### Page excerpt
A new healthcare report card released last week is being used by an Iowa hospital to favorably compare itself with its competitors.
The 538-bed Mercy Hospital Medical Center in Des Moines distributed its "quality care" report card to more than 1,800 businesses, chief executive officers, benefit managers and insurance companies in Des Moines last week.
"We're not afraid to be accountable for what we are providing," said Scott Harrison, Mercy's corporate vice president.
Mercy compares itself with its major cross-town rivals, 584-bed Iowa Methodist Medical Center and 319-bed Iowa Lutheran Hospital. The state's only academic medical center, 868-bed University of Iowa Hospitals and Clinics, which is 120 miles away from Des Moines in Iowa City, Iowa, also is compared.
The report compares charges, lengths of stay, results of treatment and cost of care. It also includes information on the number of patients served and patients' satisfaction ratings.
Mercy's competitors discounted the relevance of the data, which is based on 1992 figures. They said the merger of Iowa Methodist and Iowa Lutheran into the Iowa Health System late last year dramatically has altered the Des Moines-area healthcare market.
"We will save $8 million to $10 million in costs per year in Des Moines (because of) the merger," said Ron Hanser, Iowa Health System's senior vice president for community affairs.
More health plans, systems and other providers are releasing report cards to consumers, in large part because payers want and President Clinton's reform plan calls for information to help consumers and businesses make purchasing decisions.
In Mercy's full-color, eight-page glossy pamphlet, the hospital scored higher than the three other hospitals in several areas, including average charge per discharge (See chart) and lengths of stay. Mercy executives admitted they were selective in the information presented in the report card, which the hospital spent $10,000 to produce.
Executives at Iowa Health System said they have no plans to release their own report card.

### Problem
Copy the stretch of the hospital report card article from "Mercy compares itself" through "patients' satisfaction ratings.", renaming "academic medical center" as "teaching hospital". The material that follows comes from a separate source and is unrelated to the hospital report card article.

### Data shown
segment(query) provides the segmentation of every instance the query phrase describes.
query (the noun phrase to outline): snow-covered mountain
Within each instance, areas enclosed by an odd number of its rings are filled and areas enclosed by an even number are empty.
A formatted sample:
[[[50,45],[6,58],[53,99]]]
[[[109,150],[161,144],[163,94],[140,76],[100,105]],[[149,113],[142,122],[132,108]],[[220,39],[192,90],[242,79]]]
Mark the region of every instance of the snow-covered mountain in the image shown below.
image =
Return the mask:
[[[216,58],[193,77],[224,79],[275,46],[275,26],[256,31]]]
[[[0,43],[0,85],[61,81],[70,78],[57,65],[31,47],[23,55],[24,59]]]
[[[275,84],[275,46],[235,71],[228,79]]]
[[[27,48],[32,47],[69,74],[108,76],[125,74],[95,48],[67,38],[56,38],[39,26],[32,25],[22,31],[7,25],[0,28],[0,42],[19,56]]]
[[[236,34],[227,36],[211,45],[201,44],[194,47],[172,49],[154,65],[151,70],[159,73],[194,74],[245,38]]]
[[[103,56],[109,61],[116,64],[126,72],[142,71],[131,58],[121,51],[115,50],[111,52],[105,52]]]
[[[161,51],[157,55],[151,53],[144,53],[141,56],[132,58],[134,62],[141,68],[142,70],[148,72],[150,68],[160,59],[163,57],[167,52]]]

### Response area
Mercy compares itself with its major cross-town rivals, 584-bed Iowa Methodist Medical Center and 319-bed Iowa Lutheran Hospital. The state's only teaching hospital, 868-bed University of Iowa Hospitals and Clinics, which is 120 miles away from Des Moines in Iowa City, Iowa, also is compared.
The report compares charges, lengths of stay, results of treatment and cost of care. It also includes information on the number of patients served and patients' satisfaction ratings.